• [Fragmento]
+-------+
Baltazar Aguirre fue el primero que intentó modernizar la industria azucarera, equipando un ingenio con máquinas a vapor. Se asoció al efecto con el general Justo José de Urquiza, pero todos sus cálculos fallaron.
Hablando de un antepasado, decía Borges que “como a casi todos los hombres, le tocaron malos tiempos para vivir”. Es una apreciación que conviene perfectamente al caso de Baltazar Aguirre. Fue un visionario, pero los tiempos resultaron siempre malos para sus ideas y para sus empresas. La suerte le volvió empecinadamente la espalda.
Aguirre nació en Tucumán en 1809, y el 6 de enero lo bautizó en la Matriz un congresal de la Independencia, el doctor Pedro Miguel Aráoz. Los padres eran Juan de Dios Aguirre y Francisca Ponce de León. Tenía varios hermanos: los varones Juan Manuel, Miguel y Telésforo, y las niñas Encarnación, Máxima, Saturnina, Genoveva y Justa Liberata. Era don Juan de Dios, peruano, hombre de buena posición, dueño de una pulpería y de propiedades rurales.
Alegre juventud
Baltazar fue el preferido. Su progenitor le entregó en vida un “establecimiento” en la Banda del Río Salí, con la condición de que afrontara “todos los adeudos” que lo gravaban. Eso le permitió vivir la juventud con desahogo. Cuando Juan Bautista Alberdi realizó, en 1834, su único viaje de regreso a Tucumán, narra que venía desde Córdoba, con Marco Avellaneda y Mariano Fragueiro, “en una diligencia o carruaje de cuatro ruedas, tirado por caballos, de propiedad privada de mi amigo y paisano don Baltazar Aguirre”.
Por esa época le gustaban las fiestas. Avellaneda escribía a Alberdi, en 1836, que esperaba con ansias a Aguirre: con él y con Marcos Paz, decía, “formaremos un triunvirato para restituir a este pueblo la alegría”. Pronto no pudo escapar al tiempo de definición política que se venía. Fue elegido diputado a la Sala de Representantes en noviembre de 1840. Ya estaba lanzada la Liga del Norte contra Rosas y Aguirre sumó resueltamente su concurso.
+-------+
• [Datos proporcionados]
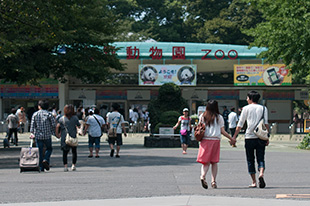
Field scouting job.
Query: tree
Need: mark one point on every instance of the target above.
(286, 33)
(227, 27)
(57, 38)
(169, 99)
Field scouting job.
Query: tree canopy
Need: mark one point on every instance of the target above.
(212, 21)
(286, 33)
(57, 38)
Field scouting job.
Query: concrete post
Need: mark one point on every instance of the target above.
(63, 94)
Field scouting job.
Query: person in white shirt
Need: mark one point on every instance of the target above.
(116, 120)
(209, 148)
(94, 125)
(252, 114)
(232, 122)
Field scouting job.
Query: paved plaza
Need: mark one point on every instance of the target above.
(155, 176)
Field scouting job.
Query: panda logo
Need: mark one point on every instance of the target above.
(148, 75)
(186, 75)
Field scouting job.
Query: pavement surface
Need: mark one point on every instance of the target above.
(155, 176)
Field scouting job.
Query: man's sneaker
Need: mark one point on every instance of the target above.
(112, 153)
(46, 165)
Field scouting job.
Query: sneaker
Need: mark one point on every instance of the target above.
(46, 165)
(112, 153)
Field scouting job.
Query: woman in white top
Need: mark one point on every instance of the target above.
(209, 148)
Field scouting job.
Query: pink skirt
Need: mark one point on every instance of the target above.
(209, 151)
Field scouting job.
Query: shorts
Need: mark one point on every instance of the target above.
(185, 139)
(118, 139)
(92, 140)
(209, 151)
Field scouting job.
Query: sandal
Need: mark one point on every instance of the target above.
(252, 186)
(261, 182)
(204, 183)
(213, 185)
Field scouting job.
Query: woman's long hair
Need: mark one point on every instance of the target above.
(212, 112)
(69, 111)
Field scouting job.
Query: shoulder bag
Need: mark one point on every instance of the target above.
(199, 131)
(71, 141)
(260, 130)
(112, 132)
(99, 125)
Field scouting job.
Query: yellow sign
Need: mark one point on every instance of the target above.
(261, 75)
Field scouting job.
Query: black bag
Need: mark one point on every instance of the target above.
(200, 131)
(6, 143)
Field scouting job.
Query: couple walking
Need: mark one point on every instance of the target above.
(209, 149)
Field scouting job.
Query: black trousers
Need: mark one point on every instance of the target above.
(11, 131)
(65, 155)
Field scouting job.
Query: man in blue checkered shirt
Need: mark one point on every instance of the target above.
(43, 127)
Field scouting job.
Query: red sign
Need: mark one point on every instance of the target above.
(156, 53)
(220, 54)
(178, 52)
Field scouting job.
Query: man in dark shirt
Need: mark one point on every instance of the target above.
(43, 127)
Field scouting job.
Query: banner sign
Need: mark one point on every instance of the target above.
(154, 75)
(47, 90)
(261, 75)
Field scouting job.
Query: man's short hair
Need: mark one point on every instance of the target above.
(254, 96)
(96, 111)
(115, 106)
(43, 104)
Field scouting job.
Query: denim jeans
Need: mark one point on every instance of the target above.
(185, 139)
(48, 151)
(252, 147)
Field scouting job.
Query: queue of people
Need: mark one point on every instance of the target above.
(44, 124)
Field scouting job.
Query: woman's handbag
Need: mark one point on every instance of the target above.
(260, 130)
(199, 131)
(73, 142)
(70, 141)
(112, 132)
(183, 132)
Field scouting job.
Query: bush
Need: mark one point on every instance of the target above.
(304, 144)
(169, 99)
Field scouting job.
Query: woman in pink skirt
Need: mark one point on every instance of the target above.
(209, 149)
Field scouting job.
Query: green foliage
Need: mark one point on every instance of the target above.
(33, 31)
(286, 33)
(169, 117)
(305, 143)
(169, 99)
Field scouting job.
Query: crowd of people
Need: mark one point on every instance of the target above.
(46, 122)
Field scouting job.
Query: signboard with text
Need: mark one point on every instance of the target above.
(154, 75)
(261, 75)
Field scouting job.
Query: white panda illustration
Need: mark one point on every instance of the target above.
(148, 75)
(186, 75)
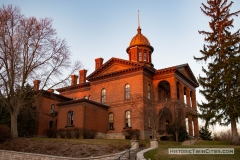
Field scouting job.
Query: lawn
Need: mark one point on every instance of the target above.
(162, 151)
(78, 148)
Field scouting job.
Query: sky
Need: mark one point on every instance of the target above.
(104, 28)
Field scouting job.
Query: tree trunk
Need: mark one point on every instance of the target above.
(176, 135)
(235, 140)
(14, 131)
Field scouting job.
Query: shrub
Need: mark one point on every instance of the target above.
(136, 133)
(51, 133)
(4, 132)
(77, 132)
(205, 134)
(61, 132)
(131, 133)
(69, 133)
(183, 134)
(89, 134)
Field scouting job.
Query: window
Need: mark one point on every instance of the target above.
(145, 56)
(149, 122)
(70, 118)
(149, 91)
(103, 95)
(127, 91)
(52, 109)
(110, 121)
(140, 56)
(51, 124)
(127, 118)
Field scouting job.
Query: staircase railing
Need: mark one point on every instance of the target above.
(127, 151)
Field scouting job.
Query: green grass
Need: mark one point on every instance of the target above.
(87, 141)
(162, 151)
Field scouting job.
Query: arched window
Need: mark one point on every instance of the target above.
(185, 95)
(51, 124)
(70, 118)
(110, 121)
(140, 56)
(52, 109)
(164, 91)
(104, 95)
(127, 119)
(178, 90)
(149, 91)
(145, 56)
(127, 91)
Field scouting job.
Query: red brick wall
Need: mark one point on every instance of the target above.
(86, 115)
(44, 107)
(78, 115)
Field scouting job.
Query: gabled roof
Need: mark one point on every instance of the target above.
(182, 70)
(77, 86)
(83, 100)
(116, 66)
(51, 95)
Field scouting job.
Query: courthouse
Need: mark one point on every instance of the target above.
(98, 101)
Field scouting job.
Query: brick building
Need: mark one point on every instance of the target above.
(98, 101)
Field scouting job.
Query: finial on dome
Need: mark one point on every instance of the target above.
(139, 29)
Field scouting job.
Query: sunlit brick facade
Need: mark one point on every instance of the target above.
(98, 101)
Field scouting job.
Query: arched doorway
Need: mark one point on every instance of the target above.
(164, 93)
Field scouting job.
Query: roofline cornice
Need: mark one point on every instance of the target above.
(77, 86)
(83, 100)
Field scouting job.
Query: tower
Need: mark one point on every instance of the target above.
(140, 49)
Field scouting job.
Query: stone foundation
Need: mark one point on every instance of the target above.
(6, 155)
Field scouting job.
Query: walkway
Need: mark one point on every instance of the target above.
(189, 142)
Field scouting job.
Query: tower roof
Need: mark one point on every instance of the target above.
(139, 39)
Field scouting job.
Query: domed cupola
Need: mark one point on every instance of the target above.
(140, 49)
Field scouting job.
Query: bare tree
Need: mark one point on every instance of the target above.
(178, 110)
(29, 50)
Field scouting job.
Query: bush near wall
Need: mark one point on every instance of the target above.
(51, 133)
(131, 133)
(4, 132)
(76, 133)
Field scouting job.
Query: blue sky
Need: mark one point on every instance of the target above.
(104, 28)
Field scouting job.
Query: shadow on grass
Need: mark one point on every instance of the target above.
(162, 151)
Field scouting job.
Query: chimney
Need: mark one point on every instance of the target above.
(36, 85)
(82, 74)
(98, 62)
(50, 90)
(74, 79)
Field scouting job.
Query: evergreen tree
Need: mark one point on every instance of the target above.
(221, 85)
(205, 134)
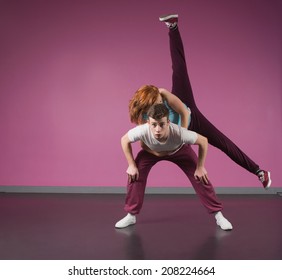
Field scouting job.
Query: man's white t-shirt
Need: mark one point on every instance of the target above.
(177, 137)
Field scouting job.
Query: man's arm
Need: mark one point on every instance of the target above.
(132, 170)
(201, 173)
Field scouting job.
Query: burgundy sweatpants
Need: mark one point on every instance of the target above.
(186, 159)
(181, 87)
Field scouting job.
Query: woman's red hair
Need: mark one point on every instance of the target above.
(141, 101)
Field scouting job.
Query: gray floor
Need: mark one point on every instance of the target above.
(81, 226)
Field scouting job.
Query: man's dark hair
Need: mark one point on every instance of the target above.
(158, 111)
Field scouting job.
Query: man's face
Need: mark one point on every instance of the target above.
(159, 128)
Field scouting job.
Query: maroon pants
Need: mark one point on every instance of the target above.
(186, 159)
(181, 87)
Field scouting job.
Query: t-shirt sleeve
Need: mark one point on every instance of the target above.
(135, 134)
(189, 136)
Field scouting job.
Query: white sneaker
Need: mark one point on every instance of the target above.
(126, 221)
(223, 222)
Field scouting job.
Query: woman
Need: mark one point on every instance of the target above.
(182, 106)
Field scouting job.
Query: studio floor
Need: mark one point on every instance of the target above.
(81, 227)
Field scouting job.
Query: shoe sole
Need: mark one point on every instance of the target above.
(166, 17)
(269, 181)
(131, 224)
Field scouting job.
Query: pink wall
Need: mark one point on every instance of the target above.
(69, 68)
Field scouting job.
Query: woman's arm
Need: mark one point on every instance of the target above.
(132, 170)
(177, 105)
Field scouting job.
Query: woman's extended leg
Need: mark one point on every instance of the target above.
(182, 88)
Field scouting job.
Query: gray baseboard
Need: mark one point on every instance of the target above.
(122, 190)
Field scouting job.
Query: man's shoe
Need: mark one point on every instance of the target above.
(170, 20)
(128, 220)
(222, 222)
(264, 177)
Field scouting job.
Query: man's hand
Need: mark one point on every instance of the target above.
(201, 175)
(133, 173)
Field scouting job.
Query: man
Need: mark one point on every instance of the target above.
(166, 141)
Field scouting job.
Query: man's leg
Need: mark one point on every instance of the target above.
(186, 159)
(136, 189)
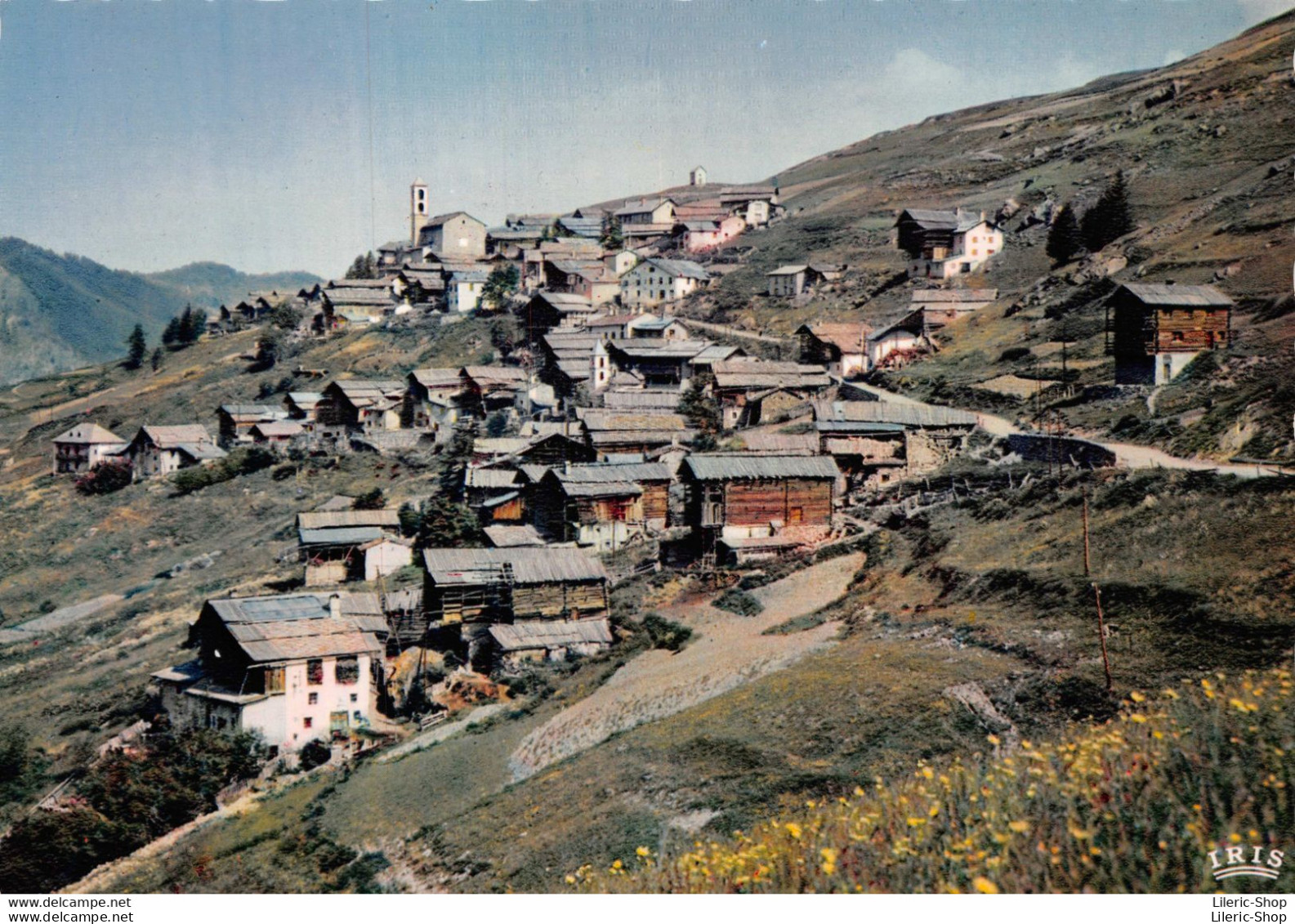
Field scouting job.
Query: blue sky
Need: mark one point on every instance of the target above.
(148, 133)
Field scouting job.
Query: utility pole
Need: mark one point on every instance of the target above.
(1101, 632)
(1087, 563)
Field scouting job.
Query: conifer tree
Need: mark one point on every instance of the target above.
(1065, 239)
(136, 348)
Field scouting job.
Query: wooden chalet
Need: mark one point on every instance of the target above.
(433, 400)
(931, 436)
(467, 591)
(549, 310)
(84, 447)
(613, 431)
(489, 389)
(602, 505)
(744, 507)
(276, 434)
(294, 668)
(1155, 330)
(350, 545)
(758, 391)
(234, 421)
(161, 451)
(303, 407)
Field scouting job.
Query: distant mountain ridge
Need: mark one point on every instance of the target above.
(61, 310)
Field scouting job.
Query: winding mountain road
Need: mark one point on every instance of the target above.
(1127, 454)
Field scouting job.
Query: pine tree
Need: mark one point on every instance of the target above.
(1065, 239)
(456, 457)
(1110, 217)
(172, 336)
(136, 348)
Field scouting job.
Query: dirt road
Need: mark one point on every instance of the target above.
(1127, 454)
(726, 651)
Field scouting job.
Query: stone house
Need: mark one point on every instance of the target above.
(294, 668)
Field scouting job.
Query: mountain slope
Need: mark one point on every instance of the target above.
(1204, 148)
(60, 310)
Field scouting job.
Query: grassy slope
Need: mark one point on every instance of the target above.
(985, 591)
(1195, 578)
(1210, 181)
(60, 310)
(62, 547)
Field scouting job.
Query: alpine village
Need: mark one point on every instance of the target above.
(711, 538)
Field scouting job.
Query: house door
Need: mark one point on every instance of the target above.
(340, 724)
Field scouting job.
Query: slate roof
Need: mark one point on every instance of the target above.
(88, 434)
(599, 472)
(279, 429)
(1177, 297)
(176, 436)
(530, 634)
(606, 418)
(767, 374)
(706, 467)
(340, 536)
(530, 566)
(685, 268)
(976, 295)
(513, 538)
(848, 338)
(895, 412)
(328, 519)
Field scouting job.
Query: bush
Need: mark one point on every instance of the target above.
(124, 801)
(315, 753)
(105, 478)
(737, 600)
(1129, 806)
(666, 633)
(239, 462)
(371, 500)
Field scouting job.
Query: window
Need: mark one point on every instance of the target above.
(274, 680)
(347, 669)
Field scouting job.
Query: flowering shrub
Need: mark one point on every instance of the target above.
(1131, 806)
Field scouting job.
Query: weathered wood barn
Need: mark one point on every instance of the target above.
(841, 347)
(431, 400)
(742, 505)
(758, 391)
(362, 405)
(84, 447)
(613, 431)
(350, 545)
(161, 451)
(469, 591)
(234, 421)
(1155, 330)
(296, 668)
(601, 505)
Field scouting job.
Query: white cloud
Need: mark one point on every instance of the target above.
(1257, 11)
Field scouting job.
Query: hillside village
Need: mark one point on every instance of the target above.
(711, 387)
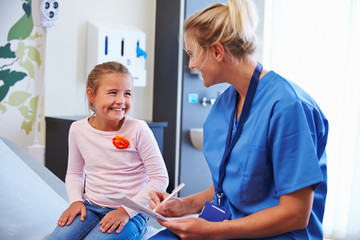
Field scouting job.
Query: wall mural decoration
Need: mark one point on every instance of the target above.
(20, 60)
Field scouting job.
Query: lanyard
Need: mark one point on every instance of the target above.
(243, 117)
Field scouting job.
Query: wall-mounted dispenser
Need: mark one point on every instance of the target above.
(124, 44)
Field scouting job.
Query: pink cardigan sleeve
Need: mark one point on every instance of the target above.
(74, 179)
(154, 164)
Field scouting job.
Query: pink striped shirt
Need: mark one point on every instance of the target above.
+-------+
• [Consigna]
Responde según el fragmento sobre Baltazar Aguirre:
(a) ¿En qué ciudad y en qué año nació Aguirre?
(b) ¿Con quién se asoció para equipar un ingenio con máquinas a vapor?
(c) ¿En qué mes y año fue elegido diputado a la Sala de Representantes?
Los ítems no hacen falta para resolver esta consigna.

• [Ejercicio resuelto]
(a) En Tucumán, en 1809.
(b) Con el general Justo José de Urquiza.
(c) En noviembre de 1840.